YOUR TASK: In the corporate tax passage below, lift out the part that begins at "What are some" and stops after "policy next year.".

But Mark Twain, the American novelist and social critic, is often said to have quipped that reports of his own death had been largely exaggerated. And much like this quote, reports of the demise of the global corporate minimum tax appear to be incorrect or at least premature. There are good reasons to believe that in the medium run, there are strong incentives for non-adopters of the treaty, such as the US, to continue to do so, as long as other major economies also ratify it.
The probability that this tax will proceed regardless of American participation or acquiescence lends further reason for the Government to rebate surplus tax revenue now. Were the agreement to proceed, even in slightly diluted form, it will almost certainly require changes to local corporate tax laws that are far more likely to raise corporate tax revenues then diminish them. The takeaway is that we appear to have fiscal wiggle room to move forward with such a rebate, both now and in the future.
What are some options that may be available to the Government should it choose to rebate the $8.7 million windfall revenue? In June, Deputy Prime Minister Lawrence Wong announced a $1.5 billion support package, which still leaves $7.2 billion on the table. One approach is to postpone the GST tax increases. Even if we accept that we cannot, in Deputy Prime Minister Wong's own words, "keep delaying the GST tax increase given our pressing revenue needs", we can at least try to forestall the increase for another two years. This will afford our households and businesses a breather and allow our economy to avoid a simultaneous constriction of both monetary and fiscal policy next year.

AVAILABLE DATA:

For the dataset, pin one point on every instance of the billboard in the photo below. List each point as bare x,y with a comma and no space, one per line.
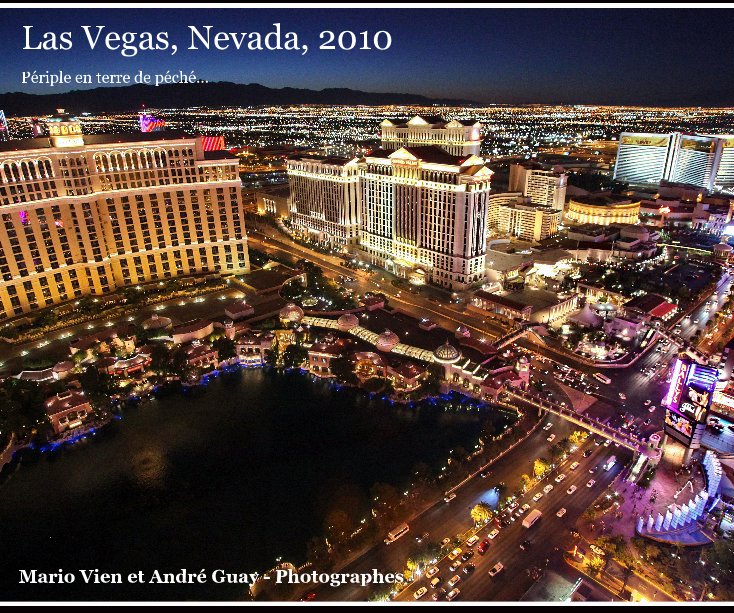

COMPLETE RESPONSE:
What are some options that may be available to the Government should it choose to rebate the $8.7 million windfall revenue? In June, Deputy Prime Minister Lawrence Wong announced a $1.5 billion support package, which still leaves $7.2 billion on the table. One approach is to postpone the GST tax increases. Even if we accept that we cannot, in Deputy Prime Minister Wong's own words, "keep delaying the GST tax increase given our pressing revenue needs", we can at least try to forestall the increase for another two years. This will afford our households and businesses a breather and allow our economy to avoid a simultaneous constriction of both monetary and fiscal policy next year.